= Beginning of Section =

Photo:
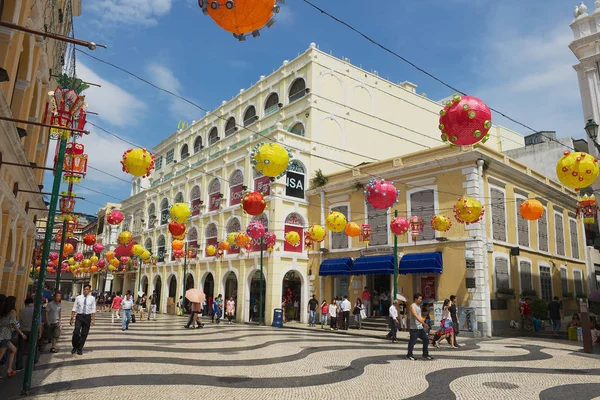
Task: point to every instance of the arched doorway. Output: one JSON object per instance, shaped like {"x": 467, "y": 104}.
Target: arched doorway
{"x": 255, "y": 297}
{"x": 292, "y": 296}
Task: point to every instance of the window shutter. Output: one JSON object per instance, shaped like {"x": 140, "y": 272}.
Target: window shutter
{"x": 422, "y": 205}
{"x": 498, "y": 215}
{"x": 502, "y": 277}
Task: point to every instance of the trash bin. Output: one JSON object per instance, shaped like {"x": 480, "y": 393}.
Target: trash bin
{"x": 278, "y": 318}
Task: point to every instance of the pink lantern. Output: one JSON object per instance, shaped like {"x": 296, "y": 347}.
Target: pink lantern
{"x": 399, "y": 226}
{"x": 381, "y": 194}
{"x": 255, "y": 229}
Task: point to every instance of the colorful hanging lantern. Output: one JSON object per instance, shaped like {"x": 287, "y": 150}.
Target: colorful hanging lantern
{"x": 316, "y": 233}
{"x": 588, "y": 208}
{"x": 336, "y": 221}
{"x": 253, "y": 203}
{"x": 468, "y": 210}
{"x": 115, "y": 217}
{"x": 531, "y": 210}
{"x": 441, "y": 223}
{"x": 138, "y": 162}
{"x": 125, "y": 238}
{"x": 465, "y": 120}
{"x": 577, "y": 170}
{"x": 381, "y": 194}
{"x": 255, "y": 229}
{"x": 271, "y": 159}
{"x": 241, "y": 17}
{"x": 352, "y": 229}
{"x": 177, "y": 229}
{"x": 399, "y": 226}
{"x": 292, "y": 238}
{"x": 180, "y": 212}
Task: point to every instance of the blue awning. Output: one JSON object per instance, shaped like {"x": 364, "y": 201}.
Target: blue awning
{"x": 336, "y": 266}
{"x": 373, "y": 265}
{"x": 422, "y": 263}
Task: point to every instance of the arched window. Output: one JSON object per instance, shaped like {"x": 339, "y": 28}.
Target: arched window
{"x": 298, "y": 129}
{"x": 161, "y": 248}
{"x": 298, "y": 90}
{"x": 294, "y": 222}
{"x": 272, "y": 104}
{"x": 250, "y": 116}
{"x": 164, "y": 212}
{"x": 184, "y": 152}
{"x": 151, "y": 216}
{"x": 233, "y": 225}
{"x": 213, "y": 136}
{"x": 214, "y": 195}
{"x": 196, "y": 201}
{"x": 236, "y": 187}
{"x": 211, "y": 234}
{"x": 295, "y": 180}
{"x": 198, "y": 144}
{"x": 230, "y": 127}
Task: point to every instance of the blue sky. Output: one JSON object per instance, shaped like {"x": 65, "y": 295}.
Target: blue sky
{"x": 510, "y": 53}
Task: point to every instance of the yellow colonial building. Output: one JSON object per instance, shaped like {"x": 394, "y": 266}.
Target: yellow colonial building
{"x": 26, "y": 64}
{"x": 483, "y": 264}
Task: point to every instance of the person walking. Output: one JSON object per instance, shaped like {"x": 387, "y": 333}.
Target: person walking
{"x": 417, "y": 327}
{"x": 127, "y": 308}
{"x": 83, "y": 316}
{"x": 53, "y": 318}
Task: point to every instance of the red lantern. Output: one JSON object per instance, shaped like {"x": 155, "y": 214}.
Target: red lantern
{"x": 254, "y": 203}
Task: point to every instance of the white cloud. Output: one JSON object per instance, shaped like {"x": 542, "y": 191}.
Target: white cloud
{"x": 130, "y": 12}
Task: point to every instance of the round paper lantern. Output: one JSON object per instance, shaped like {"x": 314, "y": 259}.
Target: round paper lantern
{"x": 468, "y": 210}
{"x": 352, "y": 229}
{"x": 577, "y": 170}
{"x": 89, "y": 239}
{"x": 253, "y": 203}
{"x": 241, "y": 17}
{"x": 211, "y": 250}
{"x": 465, "y": 120}
{"x": 399, "y": 226}
{"x": 180, "y": 212}
{"x": 138, "y": 162}
{"x": 381, "y": 194}
{"x": 176, "y": 229}
{"x": 316, "y": 233}
{"x": 255, "y": 229}
{"x": 531, "y": 210}
{"x": 125, "y": 238}
{"x": 441, "y": 223}
{"x": 336, "y": 221}
{"x": 137, "y": 249}
{"x": 115, "y": 217}
{"x": 68, "y": 249}
{"x": 271, "y": 159}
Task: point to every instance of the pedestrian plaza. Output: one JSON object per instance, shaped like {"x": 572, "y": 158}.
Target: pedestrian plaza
{"x": 163, "y": 360}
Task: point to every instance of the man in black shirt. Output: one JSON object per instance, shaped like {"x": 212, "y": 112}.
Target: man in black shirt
{"x": 554, "y": 315}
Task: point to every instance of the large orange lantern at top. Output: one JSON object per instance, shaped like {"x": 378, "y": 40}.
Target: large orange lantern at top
{"x": 241, "y": 17}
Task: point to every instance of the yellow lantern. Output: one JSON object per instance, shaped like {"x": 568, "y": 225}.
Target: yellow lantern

= End of Section =

- **YOUR ASSIGNMENT**
Return each line of the data, keeping its wording exact and omitting pictures.

- **WRITTEN REPLY**
Photo:
Task: point to every instance of the arched doorway. Output: one JSON object per instance, shaped like {"x": 467, "y": 104}.
Target: arched doorway
{"x": 255, "y": 297}
{"x": 292, "y": 296}
Task: point to every instance of the window shutter. Output: one JSON object per instance, shaped like {"x": 140, "y": 272}.
Target: window shutter
{"x": 422, "y": 205}
{"x": 498, "y": 215}
{"x": 502, "y": 277}
Task: point to every instance of the trash bin. Output: one JSON object per instance, shaped like {"x": 480, "y": 393}.
Target: trash bin
{"x": 278, "y": 318}
Task: point to every instance of the pink lantern. Output: one JSON object per instance, shaped like {"x": 296, "y": 347}.
Target: pink lantern
{"x": 399, "y": 226}
{"x": 381, "y": 194}
{"x": 255, "y": 229}
Task: point to every instance of the colorful hanging lantern. Output: one JSON object per instance, shaped like {"x": 287, "y": 150}.
Target: colorful hanging lantern
{"x": 316, "y": 233}
{"x": 588, "y": 208}
{"x": 336, "y": 221}
{"x": 253, "y": 203}
{"x": 468, "y": 210}
{"x": 115, "y": 217}
{"x": 531, "y": 210}
{"x": 441, "y": 223}
{"x": 138, "y": 162}
{"x": 125, "y": 238}
{"x": 465, "y": 120}
{"x": 577, "y": 170}
{"x": 381, "y": 194}
{"x": 255, "y": 229}
{"x": 271, "y": 159}
{"x": 241, "y": 17}
{"x": 352, "y": 229}
{"x": 177, "y": 229}
{"x": 399, "y": 226}
{"x": 292, "y": 238}
{"x": 180, "y": 212}
Task: point to every instance of the blue awning. Output: one JSON object per instance, shaped like {"x": 364, "y": 201}.
Target: blue awning
{"x": 336, "y": 266}
{"x": 373, "y": 265}
{"x": 422, "y": 263}
Task: point to every instance of the arched window. Output: one JSON object per instance, shaped like {"x": 339, "y": 28}.
Target: arched window
{"x": 298, "y": 129}
{"x": 161, "y": 248}
{"x": 298, "y": 90}
{"x": 294, "y": 222}
{"x": 272, "y": 104}
{"x": 250, "y": 116}
{"x": 164, "y": 212}
{"x": 184, "y": 152}
{"x": 151, "y": 216}
{"x": 233, "y": 225}
{"x": 213, "y": 136}
{"x": 214, "y": 195}
{"x": 196, "y": 201}
{"x": 236, "y": 187}
{"x": 211, "y": 234}
{"x": 295, "y": 180}
{"x": 198, "y": 144}
{"x": 230, "y": 127}
Task: point to every instance of the blue sky. Output: one JSON object per instance, shaped like {"x": 65, "y": 295}.
Target: blue sky
{"x": 510, "y": 53}
Task: point to every instance of the yellow colonial building. Output: one JSON object per instance, shaped like {"x": 394, "y": 266}.
Target: yellow colonial building
{"x": 26, "y": 64}
{"x": 483, "y": 264}
Task: point to every instance of the person walking. Output: one JSON object per instance, shaped like {"x": 387, "y": 333}.
Target: person walking
{"x": 417, "y": 327}
{"x": 127, "y": 308}
{"x": 83, "y": 316}
{"x": 53, "y": 318}
Task: point to every instance of the red lantern. Output: one JSON object per instance, shaped like {"x": 155, "y": 214}.
Target: red lantern
{"x": 254, "y": 203}
Task: point to every instance of the white cloud. Output: one JSON object per instance, shaped like {"x": 542, "y": 191}.
Target: white cloud
{"x": 130, "y": 12}
Task: point to every instance of the round paper lantern. Output: one JSON object per instance, shaped like {"x": 314, "y": 259}.
Target: round paper lantern
{"x": 468, "y": 210}
{"x": 352, "y": 229}
{"x": 577, "y": 170}
{"x": 89, "y": 239}
{"x": 253, "y": 203}
{"x": 241, "y": 17}
{"x": 211, "y": 250}
{"x": 465, "y": 120}
{"x": 399, "y": 226}
{"x": 180, "y": 212}
{"x": 138, "y": 162}
{"x": 381, "y": 194}
{"x": 176, "y": 229}
{"x": 316, "y": 233}
{"x": 255, "y": 229}
{"x": 531, "y": 210}
{"x": 125, "y": 238}
{"x": 441, "y": 223}
{"x": 336, "y": 221}
{"x": 137, "y": 249}
{"x": 115, "y": 217}
{"x": 68, "y": 249}
{"x": 271, "y": 159}
Task: point to every instance of the pedestrian plaza. Output: one JSON object per instance, shaped like {"x": 572, "y": 158}.
Target: pedestrian plaza
{"x": 163, "y": 360}
Task: point to every instance of the man in black shirt. Output: one JSON object per instance, shaped like {"x": 212, "y": 112}.
Target: man in black shirt
{"x": 554, "y": 315}
Task: point to every instance of the large orange lantern at top. Output: one JSON object per instance, shaped like {"x": 378, "y": 40}.
Target: large orange lantern at top
{"x": 241, "y": 17}
Task: point to every instance of the yellow lantern. Output: one JSON object per instance, shaped like {"x": 568, "y": 225}.
Target: yellow lantern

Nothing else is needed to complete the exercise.